Reproduce the records below exactly, but only between the lines holding "x=378, y=243" and "x=273, y=107", inclusive.
[DATA IN THIS EXERCISE]
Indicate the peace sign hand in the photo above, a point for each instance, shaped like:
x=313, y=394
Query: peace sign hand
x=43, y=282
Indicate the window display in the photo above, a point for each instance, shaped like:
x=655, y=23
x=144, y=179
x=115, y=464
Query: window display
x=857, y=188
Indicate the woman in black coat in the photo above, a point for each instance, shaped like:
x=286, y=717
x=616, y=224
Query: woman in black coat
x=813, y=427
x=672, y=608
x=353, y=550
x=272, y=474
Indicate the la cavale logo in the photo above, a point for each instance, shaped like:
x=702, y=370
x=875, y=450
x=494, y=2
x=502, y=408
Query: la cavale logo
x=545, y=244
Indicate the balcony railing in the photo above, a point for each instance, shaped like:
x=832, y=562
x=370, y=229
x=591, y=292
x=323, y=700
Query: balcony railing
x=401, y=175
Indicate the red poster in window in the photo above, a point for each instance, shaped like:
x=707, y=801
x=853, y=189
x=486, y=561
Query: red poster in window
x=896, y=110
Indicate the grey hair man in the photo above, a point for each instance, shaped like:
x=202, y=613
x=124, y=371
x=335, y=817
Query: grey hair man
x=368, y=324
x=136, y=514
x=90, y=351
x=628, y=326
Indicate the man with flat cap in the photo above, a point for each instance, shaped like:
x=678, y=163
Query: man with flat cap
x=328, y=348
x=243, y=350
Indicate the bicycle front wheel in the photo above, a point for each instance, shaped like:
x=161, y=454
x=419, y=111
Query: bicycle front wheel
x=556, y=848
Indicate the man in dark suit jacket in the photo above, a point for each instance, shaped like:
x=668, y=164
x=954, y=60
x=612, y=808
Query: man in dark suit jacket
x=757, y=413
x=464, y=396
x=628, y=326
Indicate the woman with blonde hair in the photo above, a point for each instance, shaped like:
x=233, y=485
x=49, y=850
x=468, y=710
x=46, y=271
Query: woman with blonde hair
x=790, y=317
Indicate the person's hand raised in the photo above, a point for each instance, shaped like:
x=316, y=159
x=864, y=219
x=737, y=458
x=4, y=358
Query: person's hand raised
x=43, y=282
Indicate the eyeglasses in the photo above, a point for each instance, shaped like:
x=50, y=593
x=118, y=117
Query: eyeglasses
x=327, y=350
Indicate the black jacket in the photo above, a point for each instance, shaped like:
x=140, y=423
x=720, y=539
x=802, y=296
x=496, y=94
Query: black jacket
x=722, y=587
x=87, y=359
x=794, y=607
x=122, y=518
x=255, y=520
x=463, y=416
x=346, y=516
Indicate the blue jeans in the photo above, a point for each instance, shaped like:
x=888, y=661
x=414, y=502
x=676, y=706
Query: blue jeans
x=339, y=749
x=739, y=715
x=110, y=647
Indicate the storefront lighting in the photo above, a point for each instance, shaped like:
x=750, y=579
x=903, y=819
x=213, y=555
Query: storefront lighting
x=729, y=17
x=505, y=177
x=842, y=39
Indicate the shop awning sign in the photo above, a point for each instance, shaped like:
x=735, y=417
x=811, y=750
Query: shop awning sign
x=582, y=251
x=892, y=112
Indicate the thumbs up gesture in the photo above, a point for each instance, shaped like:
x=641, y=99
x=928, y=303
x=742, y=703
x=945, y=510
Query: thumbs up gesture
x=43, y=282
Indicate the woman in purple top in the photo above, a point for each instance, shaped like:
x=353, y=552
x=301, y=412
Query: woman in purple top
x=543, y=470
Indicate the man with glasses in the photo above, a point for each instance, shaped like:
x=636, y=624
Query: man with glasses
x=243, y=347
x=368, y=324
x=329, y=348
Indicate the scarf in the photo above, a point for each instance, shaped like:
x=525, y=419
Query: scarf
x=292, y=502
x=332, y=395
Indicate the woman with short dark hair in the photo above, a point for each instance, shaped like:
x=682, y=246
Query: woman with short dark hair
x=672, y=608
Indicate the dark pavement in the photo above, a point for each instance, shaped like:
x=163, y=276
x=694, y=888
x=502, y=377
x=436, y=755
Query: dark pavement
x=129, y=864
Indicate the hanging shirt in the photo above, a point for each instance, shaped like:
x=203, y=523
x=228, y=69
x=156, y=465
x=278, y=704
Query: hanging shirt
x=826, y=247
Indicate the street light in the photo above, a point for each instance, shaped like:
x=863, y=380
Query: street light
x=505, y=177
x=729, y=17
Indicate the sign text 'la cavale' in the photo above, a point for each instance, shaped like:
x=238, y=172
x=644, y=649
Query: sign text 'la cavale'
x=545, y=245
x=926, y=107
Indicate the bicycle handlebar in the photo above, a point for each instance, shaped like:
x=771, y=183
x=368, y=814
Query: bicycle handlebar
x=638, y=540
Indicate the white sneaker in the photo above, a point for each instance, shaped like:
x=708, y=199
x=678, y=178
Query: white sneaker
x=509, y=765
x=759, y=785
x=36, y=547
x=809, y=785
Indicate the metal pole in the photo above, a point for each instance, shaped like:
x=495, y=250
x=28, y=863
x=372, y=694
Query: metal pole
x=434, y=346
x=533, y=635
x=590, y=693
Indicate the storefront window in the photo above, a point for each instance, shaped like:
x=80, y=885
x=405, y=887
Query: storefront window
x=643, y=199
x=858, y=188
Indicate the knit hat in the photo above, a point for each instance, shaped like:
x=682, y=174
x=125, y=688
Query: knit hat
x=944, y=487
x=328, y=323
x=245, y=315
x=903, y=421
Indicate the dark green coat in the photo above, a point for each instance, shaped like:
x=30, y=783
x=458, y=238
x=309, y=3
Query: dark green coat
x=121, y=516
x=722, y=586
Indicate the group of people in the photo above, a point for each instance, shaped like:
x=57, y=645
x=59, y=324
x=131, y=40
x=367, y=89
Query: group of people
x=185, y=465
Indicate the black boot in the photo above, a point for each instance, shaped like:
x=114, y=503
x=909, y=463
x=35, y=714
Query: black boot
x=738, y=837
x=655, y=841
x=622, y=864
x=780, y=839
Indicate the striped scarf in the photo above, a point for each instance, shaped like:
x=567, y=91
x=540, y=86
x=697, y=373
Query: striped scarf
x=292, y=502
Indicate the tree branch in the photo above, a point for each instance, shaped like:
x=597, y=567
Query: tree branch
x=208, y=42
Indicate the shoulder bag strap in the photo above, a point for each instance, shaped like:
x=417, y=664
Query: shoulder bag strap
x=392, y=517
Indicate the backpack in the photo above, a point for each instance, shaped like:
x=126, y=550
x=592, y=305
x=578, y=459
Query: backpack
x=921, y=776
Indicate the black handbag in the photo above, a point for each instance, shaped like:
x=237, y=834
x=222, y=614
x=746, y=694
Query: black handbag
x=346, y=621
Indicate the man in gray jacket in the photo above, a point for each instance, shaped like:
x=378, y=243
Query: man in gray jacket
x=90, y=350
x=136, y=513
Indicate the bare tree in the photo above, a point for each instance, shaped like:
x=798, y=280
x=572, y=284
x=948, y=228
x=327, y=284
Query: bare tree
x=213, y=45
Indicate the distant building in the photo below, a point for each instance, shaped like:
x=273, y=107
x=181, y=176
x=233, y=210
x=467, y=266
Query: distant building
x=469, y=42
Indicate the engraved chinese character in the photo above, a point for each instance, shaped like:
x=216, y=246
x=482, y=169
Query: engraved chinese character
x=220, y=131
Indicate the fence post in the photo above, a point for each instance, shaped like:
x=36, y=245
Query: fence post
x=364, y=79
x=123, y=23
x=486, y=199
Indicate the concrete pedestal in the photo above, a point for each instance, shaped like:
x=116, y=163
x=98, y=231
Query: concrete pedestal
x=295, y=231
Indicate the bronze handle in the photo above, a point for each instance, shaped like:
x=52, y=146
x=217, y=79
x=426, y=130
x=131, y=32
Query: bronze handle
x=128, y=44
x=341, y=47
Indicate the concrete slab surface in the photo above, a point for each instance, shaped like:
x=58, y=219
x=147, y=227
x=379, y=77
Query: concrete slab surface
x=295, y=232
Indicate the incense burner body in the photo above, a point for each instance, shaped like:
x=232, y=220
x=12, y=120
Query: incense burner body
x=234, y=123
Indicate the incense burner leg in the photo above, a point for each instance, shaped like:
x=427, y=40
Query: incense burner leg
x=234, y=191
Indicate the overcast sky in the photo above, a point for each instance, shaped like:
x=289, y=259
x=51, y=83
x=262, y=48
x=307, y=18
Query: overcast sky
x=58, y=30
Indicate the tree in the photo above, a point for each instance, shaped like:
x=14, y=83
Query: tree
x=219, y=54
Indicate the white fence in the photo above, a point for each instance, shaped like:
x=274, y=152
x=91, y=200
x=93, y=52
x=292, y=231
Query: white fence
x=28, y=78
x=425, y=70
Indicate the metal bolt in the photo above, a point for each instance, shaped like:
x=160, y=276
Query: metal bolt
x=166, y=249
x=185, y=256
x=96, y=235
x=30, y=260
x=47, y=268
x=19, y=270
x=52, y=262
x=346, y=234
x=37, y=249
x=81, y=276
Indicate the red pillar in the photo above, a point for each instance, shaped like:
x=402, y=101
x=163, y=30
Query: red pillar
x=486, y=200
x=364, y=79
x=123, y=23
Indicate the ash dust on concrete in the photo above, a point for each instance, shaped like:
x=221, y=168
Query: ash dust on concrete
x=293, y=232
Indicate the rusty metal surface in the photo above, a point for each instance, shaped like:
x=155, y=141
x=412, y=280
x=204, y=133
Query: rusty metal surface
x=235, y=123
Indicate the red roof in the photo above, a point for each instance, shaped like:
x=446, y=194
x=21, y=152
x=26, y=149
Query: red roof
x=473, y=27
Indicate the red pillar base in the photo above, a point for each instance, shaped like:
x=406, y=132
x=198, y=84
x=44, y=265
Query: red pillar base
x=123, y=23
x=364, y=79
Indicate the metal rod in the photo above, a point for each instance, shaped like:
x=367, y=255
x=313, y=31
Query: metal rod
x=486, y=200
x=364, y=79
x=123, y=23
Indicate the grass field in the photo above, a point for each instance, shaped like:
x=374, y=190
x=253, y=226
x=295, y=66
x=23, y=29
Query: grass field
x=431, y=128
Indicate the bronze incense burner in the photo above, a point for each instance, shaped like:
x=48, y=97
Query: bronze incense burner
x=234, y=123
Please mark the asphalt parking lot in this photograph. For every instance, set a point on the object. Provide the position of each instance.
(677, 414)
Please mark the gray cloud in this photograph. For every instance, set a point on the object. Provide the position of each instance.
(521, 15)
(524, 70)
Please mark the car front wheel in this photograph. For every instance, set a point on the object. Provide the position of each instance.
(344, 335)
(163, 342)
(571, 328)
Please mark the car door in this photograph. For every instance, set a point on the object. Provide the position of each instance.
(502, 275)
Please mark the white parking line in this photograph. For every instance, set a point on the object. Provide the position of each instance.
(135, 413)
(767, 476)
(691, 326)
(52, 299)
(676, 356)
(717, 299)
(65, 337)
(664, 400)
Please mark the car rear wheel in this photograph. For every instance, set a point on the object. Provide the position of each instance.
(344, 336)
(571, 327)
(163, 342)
[/DATA IN THIS EXERCISE]
→ RESULT OF THIS EXERCISE:
x=378, y=243
Query: man in gray jacket
x=90, y=350
x=136, y=513
Indicate the bare tree in the photo above, a point for each instance, shaped like:
x=798, y=280
x=572, y=284
x=948, y=228
x=327, y=284
Query: bare tree
x=213, y=45
Indicate the distant building in the photo below, a point for each instance, shaped like:
x=273, y=107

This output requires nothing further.